* begin PROVIDED RECORDS *

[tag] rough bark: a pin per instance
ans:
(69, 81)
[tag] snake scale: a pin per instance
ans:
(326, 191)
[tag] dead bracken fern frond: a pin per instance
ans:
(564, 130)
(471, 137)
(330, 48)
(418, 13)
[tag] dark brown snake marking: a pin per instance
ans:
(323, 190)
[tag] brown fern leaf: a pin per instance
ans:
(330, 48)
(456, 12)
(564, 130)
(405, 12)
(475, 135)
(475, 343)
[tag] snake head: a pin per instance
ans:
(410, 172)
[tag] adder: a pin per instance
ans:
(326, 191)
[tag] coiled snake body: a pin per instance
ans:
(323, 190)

* end PROVIDED RECORDS *

→ WHAT IS BEING ASKED
Reproduce the stretch of items above verbatim, from the line containing "[tag] adder: a pin per instance" through the end of the items.

→ IN RESPONSE
[tag] adder: a pin per instance
ans:
(326, 191)
[tag] coiled snake body: a pin per instance
ans:
(323, 190)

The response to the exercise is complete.